#### Reading text ####

Important: When recursively inserting an item into the left or right subtree, be sure to replace the old left or right pointer of the current node with the result from the recursive call. This is essential, because in some cases the old tree structure (i.e. the nodes pointed to by the old left or right pointer) is not reused. Specifically, if the subtree is empty, the only way to get the current node to “know” about the newly allocated node is to use the pointer returned from the recursive call.

Technicality: In some cases, the tree structure may become unbalanced (i.e. too many nodes on one side of the tree, causing it to be much deeper than necessary) and prevent efficient operation for large trees. You don’t have to worry about this.

Testing BinarySearchTree

You must write and submit tests for the BinarySearchTree class. Your test cases MUST use the unit test framework, otherwise the autograder will not be able to evaluate them. Since unit tests should be small and run quickly, you are limited to 50 TEST() items per file, and your whole test suite must finish running in less than 5 seconds. Please bear in mind that you DO NOT need 50 unit tests to catch all the bugs. Writing targeted test cases and avoiding redundant tests can help catch more bugs in fewer tests.

Pro-tip: When writing tests for functions that return a size_t (which is an unsigned integer type), compare against an unsigned literal. For example:

BinarySearchTree<int> b;
ASSERT_EQUAL(b.height(), 0u);

How We Grade Your Tests

We will autograde your BinarySearchTree unit tests by running them against a number of implementations of the module. If a test of yours fails for one of those implementations, that is considered a report of a bug in that implementation.

We grade your tests by the following procedure:

  1. We compile and run your test cases with a correct solution. Test cases that pass are considered valid. Tests that fail (i.e. falsely report a bug in the solution) are invalid. The autograder gives you feedback about which test cases are valid/invalid. Since unit tests should be small and run quickly, your whole test suite must finish running in less than 5 seconds.
  2. We have a set of intentionally incorrect implementations that contain bugs. You get points for each of these “buggy” implementations that your valid tests can catch.

#### Given records ####

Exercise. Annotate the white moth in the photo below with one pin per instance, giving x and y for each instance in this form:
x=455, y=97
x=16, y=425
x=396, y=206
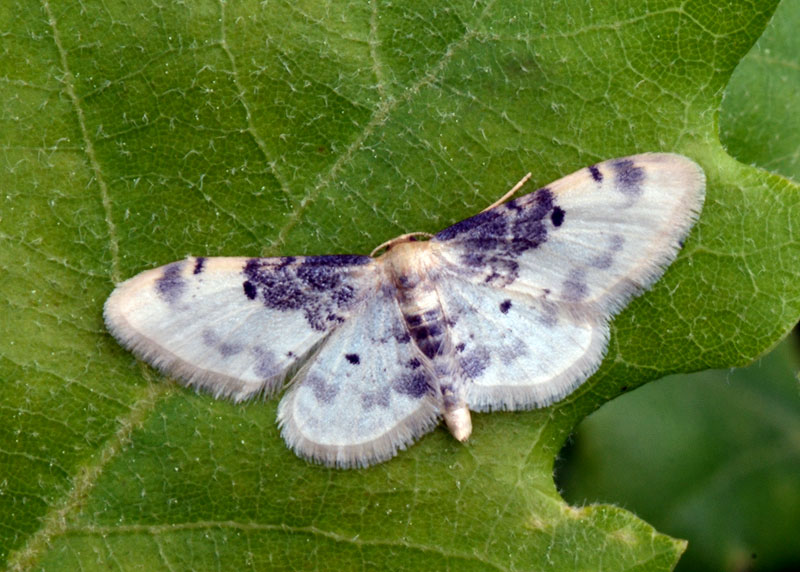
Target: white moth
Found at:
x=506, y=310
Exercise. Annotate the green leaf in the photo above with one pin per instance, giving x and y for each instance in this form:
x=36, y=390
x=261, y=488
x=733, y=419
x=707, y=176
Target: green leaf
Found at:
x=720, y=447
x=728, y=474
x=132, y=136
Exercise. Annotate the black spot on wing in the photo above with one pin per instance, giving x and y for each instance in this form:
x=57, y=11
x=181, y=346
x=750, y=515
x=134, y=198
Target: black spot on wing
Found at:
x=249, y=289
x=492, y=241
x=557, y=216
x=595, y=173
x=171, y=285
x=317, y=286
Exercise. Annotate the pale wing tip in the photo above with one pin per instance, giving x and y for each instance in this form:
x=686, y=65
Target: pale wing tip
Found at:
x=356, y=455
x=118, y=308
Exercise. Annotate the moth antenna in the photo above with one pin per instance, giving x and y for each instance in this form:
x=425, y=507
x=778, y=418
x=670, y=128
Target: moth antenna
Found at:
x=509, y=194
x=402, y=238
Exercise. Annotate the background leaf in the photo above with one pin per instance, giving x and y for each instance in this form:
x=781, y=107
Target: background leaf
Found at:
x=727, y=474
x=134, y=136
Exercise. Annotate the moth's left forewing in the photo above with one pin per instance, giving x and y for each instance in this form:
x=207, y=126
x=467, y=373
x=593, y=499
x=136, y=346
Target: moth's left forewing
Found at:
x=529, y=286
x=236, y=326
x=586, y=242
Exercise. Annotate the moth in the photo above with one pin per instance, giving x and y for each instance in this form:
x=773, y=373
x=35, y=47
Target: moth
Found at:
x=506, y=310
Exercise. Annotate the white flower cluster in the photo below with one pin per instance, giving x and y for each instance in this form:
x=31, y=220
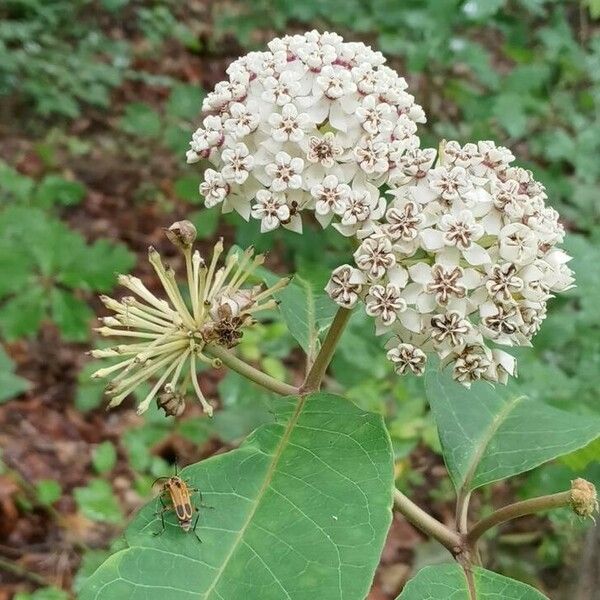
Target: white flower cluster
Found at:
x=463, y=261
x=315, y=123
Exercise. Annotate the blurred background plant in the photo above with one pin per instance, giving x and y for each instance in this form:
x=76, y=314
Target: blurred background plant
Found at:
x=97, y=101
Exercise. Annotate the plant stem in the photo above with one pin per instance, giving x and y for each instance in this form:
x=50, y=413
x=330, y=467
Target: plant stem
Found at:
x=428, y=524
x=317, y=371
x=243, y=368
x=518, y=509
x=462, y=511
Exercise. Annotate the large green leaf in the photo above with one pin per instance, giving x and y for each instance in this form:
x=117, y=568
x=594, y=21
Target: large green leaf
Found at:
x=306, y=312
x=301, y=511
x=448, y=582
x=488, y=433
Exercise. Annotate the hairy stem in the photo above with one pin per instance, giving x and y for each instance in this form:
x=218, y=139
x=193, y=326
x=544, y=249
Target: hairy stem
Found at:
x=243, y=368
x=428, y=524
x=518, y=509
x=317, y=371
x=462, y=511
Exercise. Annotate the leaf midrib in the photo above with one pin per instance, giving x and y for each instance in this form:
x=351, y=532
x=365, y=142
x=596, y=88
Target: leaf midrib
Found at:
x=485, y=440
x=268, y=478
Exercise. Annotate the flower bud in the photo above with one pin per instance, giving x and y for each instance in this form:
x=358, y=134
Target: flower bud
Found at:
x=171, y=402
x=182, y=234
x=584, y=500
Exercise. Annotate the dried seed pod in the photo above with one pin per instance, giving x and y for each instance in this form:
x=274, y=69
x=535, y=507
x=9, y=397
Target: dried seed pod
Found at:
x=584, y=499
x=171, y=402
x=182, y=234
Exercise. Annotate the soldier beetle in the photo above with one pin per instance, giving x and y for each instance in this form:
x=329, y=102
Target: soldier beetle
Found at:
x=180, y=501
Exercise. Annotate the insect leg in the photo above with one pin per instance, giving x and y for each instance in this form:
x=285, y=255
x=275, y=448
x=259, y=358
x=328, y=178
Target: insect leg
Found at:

####

Written task A >>
In two sentences, summarize the text on the binary search tree assignment.
Written task B >>
Continue the text on the binary search tree assignment from the point where it stops.

Task answer A >>
When inserting recursively into a binary search tree, the current node's left or right pointer must be replaced with the result of the recursive call, because an empty subtree can only be linked to the newly allocated node that way. Tests for the BinarySearchTree class must use the unit test framework, stay within 50 TEST() items per file and finish in under 5 seconds, and they are graded by first running them against a correct solution to find the valid ones and then awarding points for each intentionally buggy implementation those valid tests catch.

Task answer B >>
  3. How do you catch the bugs? We compile and run all of your valid test cases against each buggy implementation. If any of these test cases fail (i.e. report a bug), we consider that you have caught the bug and you earn the points for that bug.

The Map ADT

The Map ADT works just like std::map. Map has three template parameters for the types of keys and values, as well as a customizable comparator type for comparing keys. The most important functions are find, insert, and the [] operator. The RMEs and comments in Map.h provide the details, and appendix A includes an example.

Note: Although you must implement Map, use std::map instead in your top-level application. Our implementation of Map is not fast enough for the classifier.

Building on the BST

The operation of a map is quite similar to that of a BST. The additional consideration for a map is that we want to store key-value pairs instead of single elements, but also have any comparisons (e.g. for searching) only depend on the key and be able to freely change the stored values without messing up the BST sorting invariant. We can employ the has-a pattern using a BinarySearchTree as the data representation for Map:

Finally, we can even reuse the iterators from the BST class, since the interface we want (based on std::map) calls for iterators to yield a key-value pair when dereferenced. Since the element type T of the BST is our Pair_type, BST iterators will yield pairs and will work just fine. We’ve provided this using declaration with the starter code to make Map::Iterator simply an alias for iterators from the corresponding BST:

using Iterator = typename BinarySearchTree<Pair_type, PairComp>::Iterator;

Testing Map

You are encouraged to write tests for the Map ADT, but they are not required for the project submission. Do not submit them to the autograder.

The Piazza Datasets

For this project, we retrieved archived Piazza posts from EECS 280 in past terms. We will focus on two different ways to divide Piazza posts into labels (i.e. categories).

The Piazza datasets are Comma Separated Value (CSV) files. The label for each post is found in the “tag” column, and the content in the “content” column. There may be other columns in the CSV file; your code should ignore all but the “tag” and “content” columns. You may assume all Piazza files are formatted correctly, and that post content and labels only contain lowercase characters, numbers, and no punctuation. You must use the csvstream.h library (see https://github.com/awdeorio/csvstream for documentation) to read CSV files in your application. The csvstream.h file itself is included with the starter code.

Your classifier should not hardcode any labels. Instead, it should use the exact set of labels that appear in the training data.

Appendix B contains code for splitting a string of content into a set of individual words.

We have included several Piazza datasets with the project:

For the real datasets, we have indicated which are intended for training vs. testing.

Classifying Piazza Posts with NLP and ML

At a high level, the classifier we’ll implement works by assuming a probabilistic model of how Piazza posts are composed, and then finding which label (e.g. our categories of “euchre”, “exam”, etc.) is the most probable source of a particular post.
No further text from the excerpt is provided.